Copy out every item below in full, requests included, but add 31 to each polygon vertex coordinate in the answers. Omit the pictures from your answer.

--- BEGIN ---

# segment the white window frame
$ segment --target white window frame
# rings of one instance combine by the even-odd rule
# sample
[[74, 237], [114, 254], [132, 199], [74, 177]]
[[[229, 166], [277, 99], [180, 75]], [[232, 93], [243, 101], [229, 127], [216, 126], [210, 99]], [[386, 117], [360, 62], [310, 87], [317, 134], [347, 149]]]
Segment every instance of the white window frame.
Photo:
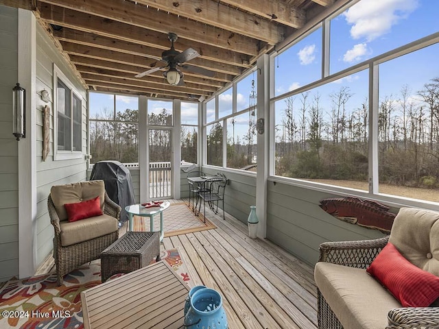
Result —
[[[71, 97], [71, 102], [73, 103], [73, 94], [81, 100], [81, 150], [80, 151], [62, 151], [58, 149], [58, 80], [60, 80], [64, 84], [65, 84], [71, 90], [72, 93], [72, 97]], [[54, 63], [54, 160], [71, 160], [71, 159], [80, 159], [84, 158], [84, 145], [83, 145], [83, 104], [84, 99], [79, 93], [78, 90], [75, 88], [73, 84], [67, 78], [65, 74]], [[71, 106], [71, 148], [73, 145], [73, 106]]]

--- END ---

▸ **Result for this task**
# segment the white window frame
$ segment --target white window frame
# rings of one instance combine by the even-odd rule
# sample
[[74, 237], [114, 254], [132, 199], [74, 177]]
[[[229, 166], [277, 99], [180, 75]], [[232, 93], [243, 101], [229, 127], [216, 126], [210, 99]], [[386, 117], [360, 62], [310, 87], [317, 134], [347, 149]]]
Segment every instance of the white window frame.
Photo:
Result —
[[[102, 128], [102, 133], [104, 134], [104, 125], [112, 131], [112, 181], [111, 182], [93, 182], [89, 180], [89, 111], [91, 111], [95, 115], [96, 115], [102, 121], [103, 124], [103, 128]], [[85, 94], [85, 191], [102, 191], [102, 190], [111, 190], [115, 189], [115, 176], [114, 176], [114, 135], [115, 130], [110, 124], [109, 121], [106, 119], [104, 115], [98, 109], [96, 105]], [[102, 137], [102, 179], [104, 176], [104, 137]]]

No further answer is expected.